• **Directions**
(a) In the paper comparison, copy the text word for word from "Paper 2 (INFRAMIND)" to "and more benchmark-centric.".
(b) Condense the paragraph of the paper comparison that begins "Paper 2 (INFRAMIND) likely has" into a bulleted list that keeps its main facts.

• **Passage shown**
-- Opening Marker --

HORMA addresses a fundamental and broadly applicable challenge—efficient memory management for LLM agents in long-horizon tasks—with a novel hierarchical organization and RL-based retrieval approach. It has wider applicability across diverse agent tasks, demonstrates strong efficiency gains (22% token usage), and tackles the practical bottleneck of context scaling. While RecToM achieves impressive results on ToM benchmarks (100% on Hi-ToM), it addresses a narrower problem domain. HORMA's combination of hierarchical memory structure, RL-trained navigation, and demonstrated generalization to unseen tasks suggests broader impact across the rapidly growing LLM agent ecosystem.
Paper 2 (INFRAMIND) likely has higher scientific impact because it tackles an under-addressed, timely bottleneck—real-world deployment of multi-agent LLM systems under shared, congested infrastructure—yielding large latency/SLO gains with competitive or improved accuracy. Its infrastructure-aware, end-to-end RL formulation spans planning, routing, and scheduling, making it broadly applicable across serving stacks and agentic pipelines, with immediate industry relevance and cross-field impact (systems, RL, LLM orchestration). Paper 1 is novel and rigorous for ToM prompting, but its applications are narrower and more benchmark-centric.

-- Closing Marker --

• **Raw data**
-- Opening Marker --

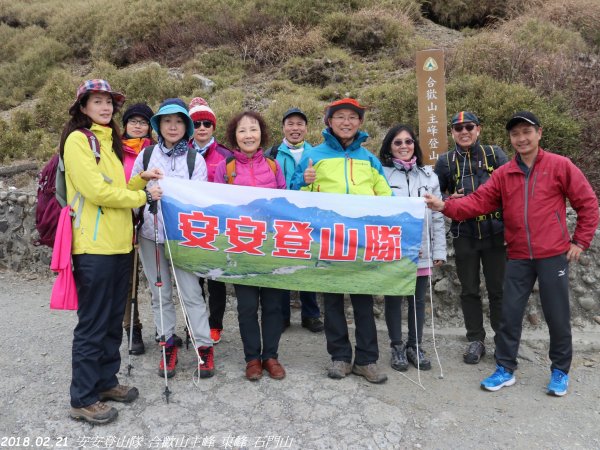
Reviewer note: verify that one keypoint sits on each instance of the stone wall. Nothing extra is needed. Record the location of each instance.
(18, 253)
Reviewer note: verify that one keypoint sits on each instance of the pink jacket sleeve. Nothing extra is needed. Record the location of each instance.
(584, 201)
(280, 177)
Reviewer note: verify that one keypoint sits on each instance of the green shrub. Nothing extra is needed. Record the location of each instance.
(331, 65)
(221, 64)
(458, 14)
(393, 102)
(517, 55)
(76, 24)
(494, 102)
(55, 99)
(308, 12)
(276, 44)
(28, 55)
(582, 16)
(226, 104)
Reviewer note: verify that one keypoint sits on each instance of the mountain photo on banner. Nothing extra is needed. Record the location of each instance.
(294, 240)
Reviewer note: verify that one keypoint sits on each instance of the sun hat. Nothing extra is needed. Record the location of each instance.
(345, 103)
(464, 116)
(173, 106)
(294, 112)
(199, 110)
(138, 109)
(97, 85)
(523, 116)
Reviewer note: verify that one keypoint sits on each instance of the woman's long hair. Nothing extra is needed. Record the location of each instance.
(80, 120)
(230, 133)
(385, 154)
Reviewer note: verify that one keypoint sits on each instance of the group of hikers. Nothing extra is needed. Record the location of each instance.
(507, 216)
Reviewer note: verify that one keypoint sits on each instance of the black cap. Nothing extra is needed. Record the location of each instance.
(138, 109)
(294, 112)
(522, 116)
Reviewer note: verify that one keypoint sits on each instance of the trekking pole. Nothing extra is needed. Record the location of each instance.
(154, 211)
(134, 288)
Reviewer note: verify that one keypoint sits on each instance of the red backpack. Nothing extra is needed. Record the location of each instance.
(52, 193)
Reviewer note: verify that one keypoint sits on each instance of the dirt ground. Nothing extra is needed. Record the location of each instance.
(304, 411)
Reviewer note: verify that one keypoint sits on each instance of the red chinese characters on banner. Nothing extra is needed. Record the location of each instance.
(245, 235)
(382, 243)
(292, 239)
(341, 247)
(198, 230)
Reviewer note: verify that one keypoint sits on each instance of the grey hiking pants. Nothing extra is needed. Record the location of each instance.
(189, 289)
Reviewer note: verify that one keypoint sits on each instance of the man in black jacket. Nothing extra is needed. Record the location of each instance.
(478, 241)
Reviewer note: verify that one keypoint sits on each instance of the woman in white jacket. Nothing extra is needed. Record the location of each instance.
(402, 162)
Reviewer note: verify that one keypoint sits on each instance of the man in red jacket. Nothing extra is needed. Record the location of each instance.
(531, 190)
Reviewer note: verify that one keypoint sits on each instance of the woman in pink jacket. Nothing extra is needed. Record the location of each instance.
(247, 133)
(137, 135)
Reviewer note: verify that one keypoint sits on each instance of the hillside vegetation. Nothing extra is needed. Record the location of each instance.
(269, 55)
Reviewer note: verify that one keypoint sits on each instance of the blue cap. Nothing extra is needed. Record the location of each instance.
(173, 106)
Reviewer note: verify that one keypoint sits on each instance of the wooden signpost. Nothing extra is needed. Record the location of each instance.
(431, 87)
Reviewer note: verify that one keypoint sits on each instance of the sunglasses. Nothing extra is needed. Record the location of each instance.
(205, 123)
(460, 127)
(399, 142)
(140, 122)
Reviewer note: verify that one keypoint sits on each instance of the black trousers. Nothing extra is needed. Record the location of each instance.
(260, 341)
(491, 254)
(217, 298)
(393, 314)
(553, 279)
(336, 329)
(102, 282)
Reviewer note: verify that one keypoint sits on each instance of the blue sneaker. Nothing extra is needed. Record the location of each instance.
(500, 378)
(559, 382)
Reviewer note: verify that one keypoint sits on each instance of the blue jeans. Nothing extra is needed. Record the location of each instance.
(310, 306)
(393, 314)
(102, 283)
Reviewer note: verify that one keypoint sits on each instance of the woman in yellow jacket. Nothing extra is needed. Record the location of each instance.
(102, 246)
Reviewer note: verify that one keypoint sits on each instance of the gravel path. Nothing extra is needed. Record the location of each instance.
(304, 411)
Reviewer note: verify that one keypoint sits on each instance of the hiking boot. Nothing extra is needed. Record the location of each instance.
(339, 370)
(371, 372)
(500, 378)
(137, 344)
(176, 339)
(98, 413)
(313, 324)
(171, 356)
(215, 335)
(207, 367)
(398, 359)
(474, 352)
(421, 361)
(559, 382)
(120, 393)
(254, 370)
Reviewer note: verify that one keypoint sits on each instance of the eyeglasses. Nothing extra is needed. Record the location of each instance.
(204, 123)
(344, 118)
(458, 128)
(140, 122)
(399, 142)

-- Closing Marker --

• **Answer set**
(a)
Paper 2 (INFRAMIND) likely has higher scientific impact because it tackles an under-addressed, timely bottleneck—real-world deployment of multi-agent LLM systems under shared, congested infrastructure—yielding large latency/SLO gains with competitive or improved accuracy. Its infrastructure-aware, end-to-end RL formulation spans planning, routing, and scheduling, making it broadly applicable across serving stacks and agentic pipelines, with immediate industry relevance and cross-field impact (systems, RL, LLM orchestration). Paper 1 is novel and rigorous for ToM prompting, but its applications are narrower and more benchmark-centric.

(b)
- Paper 2 (INFRAMIND) likely has higher scientific impact.
- It targets an under-addressed, timely bottleneck: deploying multi-agent LLM systems on shared, congested infrastructure.
- It achieves large latency/SLO gains with competitive or improved accuracy.
- Its infrastructure-aware, end-to-end RL formulation covers planning, routing, and scheduling.
- It applies broadly across serving stacks and agentic pipelines, with immediate industry relevance and cross-field impact (systems, RL, LLM orchestration).
- Paper 1 is novel and rigorous for ToM prompting, but its applications are narrower and more benchmark-centric.